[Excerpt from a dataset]
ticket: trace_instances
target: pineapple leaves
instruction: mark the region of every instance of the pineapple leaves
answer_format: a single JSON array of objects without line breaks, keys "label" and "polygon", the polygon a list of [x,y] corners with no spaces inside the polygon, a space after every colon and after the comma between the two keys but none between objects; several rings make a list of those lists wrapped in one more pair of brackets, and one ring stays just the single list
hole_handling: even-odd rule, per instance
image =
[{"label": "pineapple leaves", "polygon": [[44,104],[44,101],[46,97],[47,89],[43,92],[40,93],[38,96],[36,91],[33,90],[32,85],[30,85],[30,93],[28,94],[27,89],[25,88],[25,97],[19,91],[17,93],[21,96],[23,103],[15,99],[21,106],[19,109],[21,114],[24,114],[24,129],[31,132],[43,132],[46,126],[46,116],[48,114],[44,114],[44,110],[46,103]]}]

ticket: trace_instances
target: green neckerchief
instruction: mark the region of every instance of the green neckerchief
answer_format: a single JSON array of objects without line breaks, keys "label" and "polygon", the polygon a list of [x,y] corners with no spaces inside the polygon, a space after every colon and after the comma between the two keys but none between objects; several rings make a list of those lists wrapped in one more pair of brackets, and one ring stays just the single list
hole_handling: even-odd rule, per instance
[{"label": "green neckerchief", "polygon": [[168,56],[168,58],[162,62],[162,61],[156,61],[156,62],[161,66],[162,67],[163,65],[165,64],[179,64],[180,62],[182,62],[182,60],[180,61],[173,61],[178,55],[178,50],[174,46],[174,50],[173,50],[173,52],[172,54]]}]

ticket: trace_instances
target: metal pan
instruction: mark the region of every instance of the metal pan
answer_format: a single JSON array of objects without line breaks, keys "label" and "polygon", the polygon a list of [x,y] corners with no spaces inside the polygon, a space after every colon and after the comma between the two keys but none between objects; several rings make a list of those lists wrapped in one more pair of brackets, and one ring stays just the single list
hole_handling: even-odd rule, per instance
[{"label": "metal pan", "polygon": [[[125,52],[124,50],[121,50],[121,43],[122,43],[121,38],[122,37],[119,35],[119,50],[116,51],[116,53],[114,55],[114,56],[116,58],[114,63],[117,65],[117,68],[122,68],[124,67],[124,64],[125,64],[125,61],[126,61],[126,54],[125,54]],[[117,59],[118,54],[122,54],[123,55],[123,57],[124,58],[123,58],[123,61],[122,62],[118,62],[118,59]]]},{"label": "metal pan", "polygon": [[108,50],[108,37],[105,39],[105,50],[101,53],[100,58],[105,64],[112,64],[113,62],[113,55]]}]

- To be done:
Give the entries from the start up to and including the line with "instruction: mark the region of every instance of the pineapple" as a Markdown table with the columns Row and Line, leaving out any blank lines.

- Correct result:
| Row | Line |
|---|---|
| 1 | ticket: trace_instances |
| 2 | target: pineapple leaves |
| 3 | instruction: mark the region of every instance of the pineapple leaves |